### Passage to read

╔══

Unreported World, Burundi: Boys Behind Bars

Reporter Ramita Navai and director Wael Dabbous travel to Burundi to investigate the plight of child prisoners.

They reveal how the war-torn country has no juvenile justice system, so teenagers are locked up for years without trial in dangerous adult jails. They face violence and constant sexual abuse. For most, 62-year-old Pierre-Claver Mbonimpa is the only hope. While wrongly imprisoned himself, he found the body of a murdered child inmate, was deeply affected and decided to devote his life fighting for victims of injustice. 

The Times
Children locked in prison ‘hell’ among killers and rapists in Burundi

‘I feel scared in here. I miss my mum and sister,’ says Claude, 13, above, in Mpimba prison


Ramita Navai Bujumbura

May 14 2011

The tightly packed inmates pace endlessly around the main courtyard in Mpimba prison. Burundi’s most notorious jail was built for 800 prisoners but holds 3,300. Sandwiched between the murderers, rapists and dissidents are small, emaciated figures in ragged clothes: groups of boys, huddled together for protection.

╚══

(Dataset records)
╔══

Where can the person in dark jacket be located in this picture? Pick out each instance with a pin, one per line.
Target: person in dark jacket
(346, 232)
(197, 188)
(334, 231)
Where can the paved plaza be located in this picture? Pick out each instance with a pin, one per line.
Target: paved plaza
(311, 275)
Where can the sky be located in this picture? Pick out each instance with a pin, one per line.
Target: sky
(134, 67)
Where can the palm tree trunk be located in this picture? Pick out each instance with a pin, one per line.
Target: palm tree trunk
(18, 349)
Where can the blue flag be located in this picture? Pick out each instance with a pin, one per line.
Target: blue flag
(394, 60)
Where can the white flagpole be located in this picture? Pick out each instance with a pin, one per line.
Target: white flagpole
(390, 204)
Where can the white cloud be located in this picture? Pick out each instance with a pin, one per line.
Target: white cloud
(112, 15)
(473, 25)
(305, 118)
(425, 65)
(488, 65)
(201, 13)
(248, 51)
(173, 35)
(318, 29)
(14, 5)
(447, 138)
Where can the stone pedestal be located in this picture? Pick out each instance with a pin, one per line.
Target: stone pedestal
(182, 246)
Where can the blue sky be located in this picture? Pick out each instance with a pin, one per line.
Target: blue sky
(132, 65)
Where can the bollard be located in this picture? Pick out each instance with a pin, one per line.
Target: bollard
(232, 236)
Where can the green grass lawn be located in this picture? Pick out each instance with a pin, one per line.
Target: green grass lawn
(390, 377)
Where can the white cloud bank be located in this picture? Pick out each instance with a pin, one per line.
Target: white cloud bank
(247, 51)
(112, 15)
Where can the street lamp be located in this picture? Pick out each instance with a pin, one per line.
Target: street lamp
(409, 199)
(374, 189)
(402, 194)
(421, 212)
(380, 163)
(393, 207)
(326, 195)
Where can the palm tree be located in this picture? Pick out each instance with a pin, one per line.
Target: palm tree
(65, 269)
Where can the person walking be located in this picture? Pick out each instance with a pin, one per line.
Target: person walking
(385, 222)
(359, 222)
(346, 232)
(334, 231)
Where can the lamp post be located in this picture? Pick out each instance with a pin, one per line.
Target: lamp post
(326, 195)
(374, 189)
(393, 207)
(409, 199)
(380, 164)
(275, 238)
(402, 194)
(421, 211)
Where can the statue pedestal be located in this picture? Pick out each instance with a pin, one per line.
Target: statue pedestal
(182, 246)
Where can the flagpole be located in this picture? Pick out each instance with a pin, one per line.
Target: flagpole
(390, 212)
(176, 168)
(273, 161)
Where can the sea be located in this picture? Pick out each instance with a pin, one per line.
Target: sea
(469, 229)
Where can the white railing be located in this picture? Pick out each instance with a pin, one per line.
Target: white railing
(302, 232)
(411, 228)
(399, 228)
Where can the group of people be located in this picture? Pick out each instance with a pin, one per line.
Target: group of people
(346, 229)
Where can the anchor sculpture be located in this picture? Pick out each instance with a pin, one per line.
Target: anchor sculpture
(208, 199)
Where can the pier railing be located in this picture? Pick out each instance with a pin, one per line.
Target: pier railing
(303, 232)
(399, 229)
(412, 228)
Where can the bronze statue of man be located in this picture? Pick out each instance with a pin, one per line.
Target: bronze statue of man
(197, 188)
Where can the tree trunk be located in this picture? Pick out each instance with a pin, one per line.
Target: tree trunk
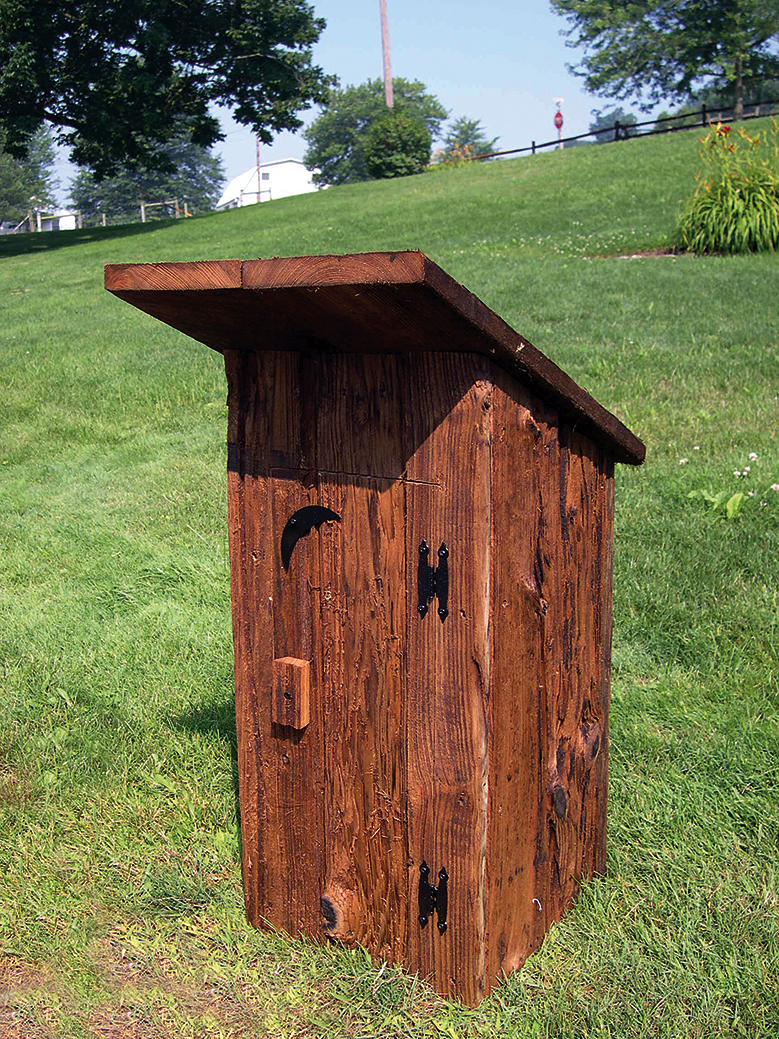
(739, 90)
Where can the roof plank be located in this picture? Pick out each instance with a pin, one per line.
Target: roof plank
(367, 302)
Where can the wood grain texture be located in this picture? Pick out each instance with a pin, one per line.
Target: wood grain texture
(373, 302)
(291, 692)
(279, 767)
(194, 275)
(518, 709)
(574, 557)
(477, 744)
(449, 665)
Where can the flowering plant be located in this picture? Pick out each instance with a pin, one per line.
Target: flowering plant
(735, 206)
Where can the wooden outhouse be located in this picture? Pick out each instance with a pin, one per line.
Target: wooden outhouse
(420, 512)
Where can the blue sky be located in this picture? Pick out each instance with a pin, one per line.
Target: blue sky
(499, 61)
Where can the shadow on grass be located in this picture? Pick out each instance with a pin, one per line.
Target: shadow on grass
(217, 719)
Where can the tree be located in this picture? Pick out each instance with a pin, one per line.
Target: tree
(197, 182)
(26, 184)
(605, 121)
(337, 138)
(666, 49)
(465, 133)
(397, 144)
(116, 78)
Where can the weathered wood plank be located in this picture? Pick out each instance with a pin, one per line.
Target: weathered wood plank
(363, 616)
(518, 714)
(574, 560)
(363, 302)
(279, 768)
(192, 275)
(449, 665)
(360, 457)
(291, 692)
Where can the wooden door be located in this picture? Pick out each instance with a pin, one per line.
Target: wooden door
(390, 769)
(448, 666)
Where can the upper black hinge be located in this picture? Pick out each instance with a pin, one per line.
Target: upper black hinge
(433, 582)
(433, 898)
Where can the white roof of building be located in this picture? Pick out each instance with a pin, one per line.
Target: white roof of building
(246, 182)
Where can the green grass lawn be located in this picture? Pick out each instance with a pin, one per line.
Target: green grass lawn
(121, 906)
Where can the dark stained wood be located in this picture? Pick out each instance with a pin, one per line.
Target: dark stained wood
(195, 275)
(575, 568)
(449, 666)
(371, 738)
(279, 766)
(360, 458)
(291, 692)
(364, 302)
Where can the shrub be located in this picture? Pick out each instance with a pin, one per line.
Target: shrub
(396, 145)
(453, 159)
(735, 206)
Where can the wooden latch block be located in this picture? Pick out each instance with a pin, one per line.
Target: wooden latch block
(291, 692)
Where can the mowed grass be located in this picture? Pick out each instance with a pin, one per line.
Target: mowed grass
(121, 905)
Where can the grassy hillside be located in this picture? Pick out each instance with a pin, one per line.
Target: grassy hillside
(121, 905)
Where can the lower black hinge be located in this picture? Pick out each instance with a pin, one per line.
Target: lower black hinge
(432, 582)
(433, 898)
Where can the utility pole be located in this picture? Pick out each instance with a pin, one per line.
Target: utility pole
(259, 182)
(385, 51)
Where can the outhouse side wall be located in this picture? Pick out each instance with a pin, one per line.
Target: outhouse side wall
(553, 507)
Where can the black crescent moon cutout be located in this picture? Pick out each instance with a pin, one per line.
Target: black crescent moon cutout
(298, 526)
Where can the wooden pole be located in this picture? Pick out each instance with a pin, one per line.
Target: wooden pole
(385, 51)
(259, 182)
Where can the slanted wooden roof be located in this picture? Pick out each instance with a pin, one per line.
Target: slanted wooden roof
(368, 302)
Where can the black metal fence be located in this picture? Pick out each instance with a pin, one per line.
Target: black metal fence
(667, 124)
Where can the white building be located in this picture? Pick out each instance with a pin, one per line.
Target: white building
(62, 219)
(277, 180)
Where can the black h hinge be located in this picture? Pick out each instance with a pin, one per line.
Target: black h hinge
(433, 898)
(433, 582)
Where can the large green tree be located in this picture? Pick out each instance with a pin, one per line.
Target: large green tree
(337, 138)
(116, 78)
(656, 50)
(27, 184)
(196, 181)
(605, 120)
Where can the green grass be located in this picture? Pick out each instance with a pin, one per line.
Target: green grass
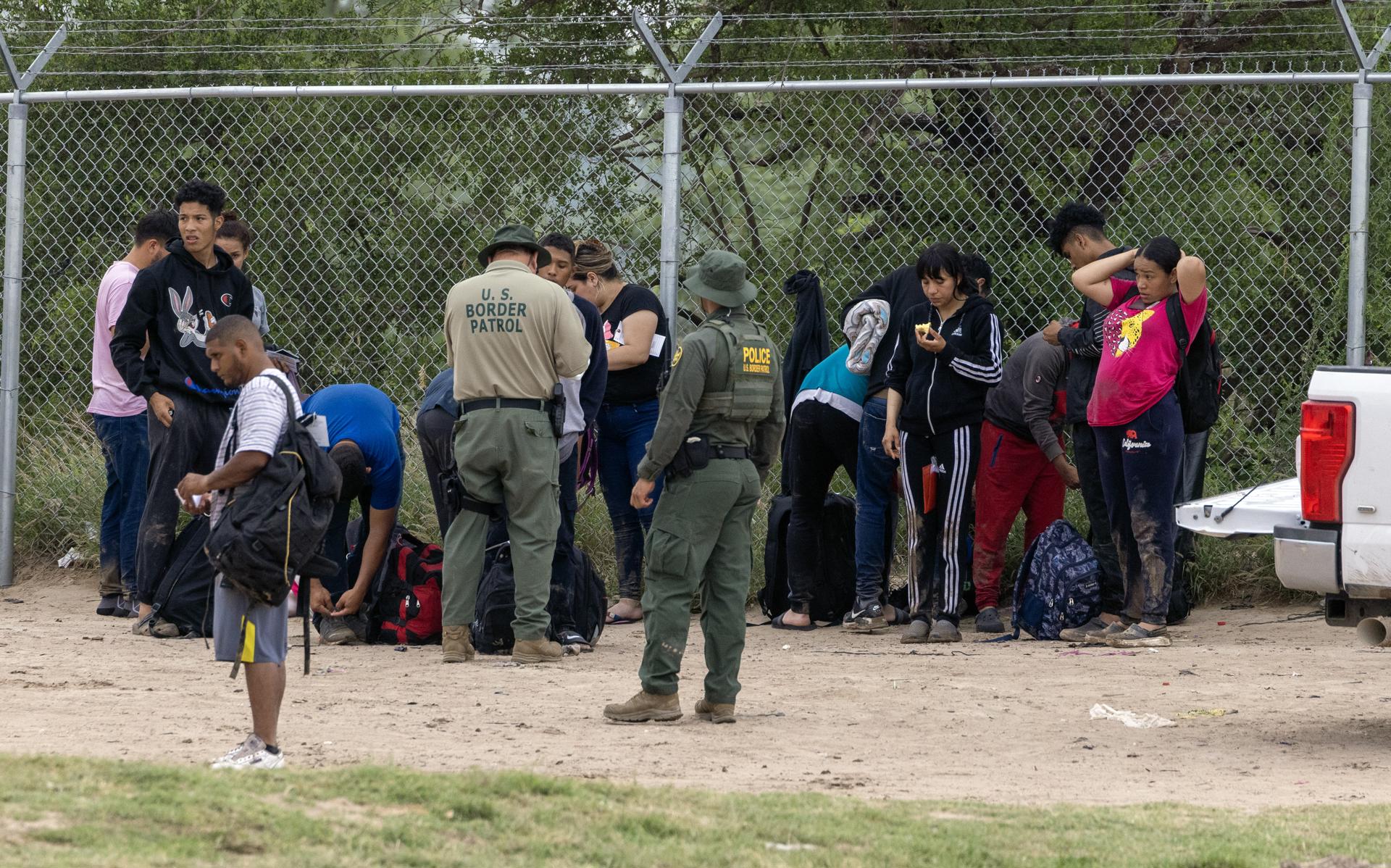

╚══

### Prompt 1
In the text on child prisoners in Burundi, rewrite everything from "May 14 2011" down to "together for protection.", swapping "courtyard" for "yard".
### Prompt 2
Supply the next part of the text on child prisoners in Burundi, picking up after its final sentence.

### Written answer 1
May 14 2011

The tightly packed inmates pace endlessly around the main yard in Mpimba prison. Burundi’s most notorious jail was built for 800 prisoners but holds 3,300. Sandwiched between the murderers, rapists and dissidents are small, emaciated figures in ragged clothes: groups of boys, huddled together for protection.

### Written answer 2
Mpimba holds at least 140 child prisoners. There is no juvenile justice system so they are locked up in adult jails alongside some of the most dangerous criminals in the country. The prison is a lawless place. As darkness descends not even the armed guards dare to enter. Bootleg alcohol fuels the aggressive atmosphere and fights are common in the pitch-black, overcrowded cells. Night is the most frightening time for the children.

“I feel scared in here,” Claude, a 13-year-old, whispers. “You always have to be careful. The adults try to trick you into having sex.”

Sexual abuse is rife but the children are too ashamed to report it. The age of criminal responsibility in Burundi is 15 and it is illegal for anyone younger to be imprisoned. But in this small country still recovering from a 12-year civil war, official records and birth certificates are scarce. Many under-age boys end up behind bars.